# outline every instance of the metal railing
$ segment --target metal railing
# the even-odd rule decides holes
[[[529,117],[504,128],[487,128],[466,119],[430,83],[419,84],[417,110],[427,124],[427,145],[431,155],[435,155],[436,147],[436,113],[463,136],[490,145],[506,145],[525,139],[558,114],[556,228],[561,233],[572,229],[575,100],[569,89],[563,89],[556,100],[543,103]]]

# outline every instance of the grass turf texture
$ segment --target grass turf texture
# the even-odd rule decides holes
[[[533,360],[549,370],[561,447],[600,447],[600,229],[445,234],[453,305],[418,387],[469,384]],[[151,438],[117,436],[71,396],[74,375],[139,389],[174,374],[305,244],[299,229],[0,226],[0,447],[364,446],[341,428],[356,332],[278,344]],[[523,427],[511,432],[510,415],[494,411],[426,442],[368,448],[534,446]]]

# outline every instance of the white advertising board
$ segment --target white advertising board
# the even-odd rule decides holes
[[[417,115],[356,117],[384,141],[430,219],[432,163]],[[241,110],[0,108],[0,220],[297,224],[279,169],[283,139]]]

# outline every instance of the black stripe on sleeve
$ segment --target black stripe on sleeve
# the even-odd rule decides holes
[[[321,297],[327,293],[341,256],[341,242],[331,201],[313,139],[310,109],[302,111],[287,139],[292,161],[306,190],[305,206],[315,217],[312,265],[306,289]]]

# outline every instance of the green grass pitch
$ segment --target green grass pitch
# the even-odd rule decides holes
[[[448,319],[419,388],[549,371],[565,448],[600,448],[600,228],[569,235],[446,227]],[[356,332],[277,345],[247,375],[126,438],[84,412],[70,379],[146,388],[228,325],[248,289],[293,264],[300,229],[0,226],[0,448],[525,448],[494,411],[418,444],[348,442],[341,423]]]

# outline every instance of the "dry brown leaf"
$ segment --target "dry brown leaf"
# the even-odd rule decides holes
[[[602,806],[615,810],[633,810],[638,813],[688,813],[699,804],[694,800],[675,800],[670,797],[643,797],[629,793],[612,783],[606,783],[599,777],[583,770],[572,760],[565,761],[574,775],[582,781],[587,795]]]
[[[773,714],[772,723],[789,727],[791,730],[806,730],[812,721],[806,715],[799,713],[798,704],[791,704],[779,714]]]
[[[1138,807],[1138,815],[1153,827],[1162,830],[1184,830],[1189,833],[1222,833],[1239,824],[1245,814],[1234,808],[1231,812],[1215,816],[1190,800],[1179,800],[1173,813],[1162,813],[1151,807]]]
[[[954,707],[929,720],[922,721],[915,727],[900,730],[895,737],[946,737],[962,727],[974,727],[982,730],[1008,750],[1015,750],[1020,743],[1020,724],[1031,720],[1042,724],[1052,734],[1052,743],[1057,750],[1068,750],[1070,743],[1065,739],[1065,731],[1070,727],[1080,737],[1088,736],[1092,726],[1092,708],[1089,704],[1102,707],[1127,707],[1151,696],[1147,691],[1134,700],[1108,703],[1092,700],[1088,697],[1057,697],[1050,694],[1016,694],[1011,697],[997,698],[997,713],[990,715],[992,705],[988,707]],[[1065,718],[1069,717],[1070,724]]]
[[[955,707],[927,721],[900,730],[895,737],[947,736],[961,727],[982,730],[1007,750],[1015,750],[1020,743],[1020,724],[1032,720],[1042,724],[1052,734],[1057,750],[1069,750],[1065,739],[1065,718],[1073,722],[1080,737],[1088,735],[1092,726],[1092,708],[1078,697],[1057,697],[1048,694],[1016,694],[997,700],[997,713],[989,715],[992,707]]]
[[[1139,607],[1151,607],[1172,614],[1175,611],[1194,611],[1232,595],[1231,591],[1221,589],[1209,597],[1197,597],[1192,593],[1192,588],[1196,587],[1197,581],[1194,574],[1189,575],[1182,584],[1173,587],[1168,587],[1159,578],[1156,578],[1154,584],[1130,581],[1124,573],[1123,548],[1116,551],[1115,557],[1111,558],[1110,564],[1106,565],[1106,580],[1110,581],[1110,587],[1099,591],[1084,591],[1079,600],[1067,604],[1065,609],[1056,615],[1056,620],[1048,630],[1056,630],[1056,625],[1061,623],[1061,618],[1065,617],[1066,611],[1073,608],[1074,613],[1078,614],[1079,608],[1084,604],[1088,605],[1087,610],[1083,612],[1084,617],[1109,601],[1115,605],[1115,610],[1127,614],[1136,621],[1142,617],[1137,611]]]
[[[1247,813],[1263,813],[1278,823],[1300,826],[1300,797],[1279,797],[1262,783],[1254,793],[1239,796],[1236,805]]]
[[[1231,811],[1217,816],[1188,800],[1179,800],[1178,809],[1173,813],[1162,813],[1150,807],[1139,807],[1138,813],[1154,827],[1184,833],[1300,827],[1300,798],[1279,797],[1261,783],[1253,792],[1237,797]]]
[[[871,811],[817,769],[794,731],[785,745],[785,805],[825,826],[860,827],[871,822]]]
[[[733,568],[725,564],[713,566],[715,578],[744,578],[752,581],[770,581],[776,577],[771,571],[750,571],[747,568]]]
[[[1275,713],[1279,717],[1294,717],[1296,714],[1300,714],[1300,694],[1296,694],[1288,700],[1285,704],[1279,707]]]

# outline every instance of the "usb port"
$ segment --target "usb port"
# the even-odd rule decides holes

○ ○ ○ ○

The task: If a line in the data holds the string "railing", copy that line.

The answer:
# outline every instance of the metal railing
$ segment --target metal railing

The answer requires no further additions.